Whichever lines include the word "green", copy them as they appear in the data.

[Dataset entries]
▽

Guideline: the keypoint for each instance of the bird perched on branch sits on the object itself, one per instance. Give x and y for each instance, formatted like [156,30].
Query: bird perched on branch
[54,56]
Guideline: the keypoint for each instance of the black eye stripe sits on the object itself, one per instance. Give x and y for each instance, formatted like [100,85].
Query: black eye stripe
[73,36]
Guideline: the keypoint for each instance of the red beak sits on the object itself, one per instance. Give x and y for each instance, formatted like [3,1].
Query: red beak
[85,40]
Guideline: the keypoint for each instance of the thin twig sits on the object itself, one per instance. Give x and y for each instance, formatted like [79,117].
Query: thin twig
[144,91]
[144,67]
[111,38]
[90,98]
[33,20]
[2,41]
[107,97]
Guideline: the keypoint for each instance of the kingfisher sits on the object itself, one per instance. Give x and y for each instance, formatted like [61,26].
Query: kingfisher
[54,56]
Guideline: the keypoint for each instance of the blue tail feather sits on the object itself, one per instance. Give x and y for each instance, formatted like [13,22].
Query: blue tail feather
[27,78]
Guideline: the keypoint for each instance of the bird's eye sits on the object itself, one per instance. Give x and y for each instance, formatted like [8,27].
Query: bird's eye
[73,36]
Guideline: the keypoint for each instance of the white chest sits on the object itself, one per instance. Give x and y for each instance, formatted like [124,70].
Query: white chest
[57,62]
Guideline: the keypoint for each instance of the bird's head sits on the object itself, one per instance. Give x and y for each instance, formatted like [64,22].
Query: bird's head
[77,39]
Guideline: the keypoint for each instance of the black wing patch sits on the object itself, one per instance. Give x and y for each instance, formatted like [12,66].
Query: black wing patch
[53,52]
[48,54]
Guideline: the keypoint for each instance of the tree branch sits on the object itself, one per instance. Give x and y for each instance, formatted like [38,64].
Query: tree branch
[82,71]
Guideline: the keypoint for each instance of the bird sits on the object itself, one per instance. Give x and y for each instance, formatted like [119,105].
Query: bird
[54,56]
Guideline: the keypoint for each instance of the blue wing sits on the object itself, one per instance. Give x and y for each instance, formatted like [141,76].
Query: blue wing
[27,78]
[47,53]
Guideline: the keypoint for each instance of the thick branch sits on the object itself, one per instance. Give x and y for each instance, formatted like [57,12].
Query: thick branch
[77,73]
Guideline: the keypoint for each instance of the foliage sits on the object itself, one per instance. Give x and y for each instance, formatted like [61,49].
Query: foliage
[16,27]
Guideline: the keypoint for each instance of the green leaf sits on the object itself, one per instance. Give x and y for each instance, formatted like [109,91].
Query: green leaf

△

→ **ANSWER SECTION**:
Guideline: the keypoint for each instance of the green leaf sits on the object itself, one per instance. Give x and y for each instance, formatted like [109,91].
Query: green leaf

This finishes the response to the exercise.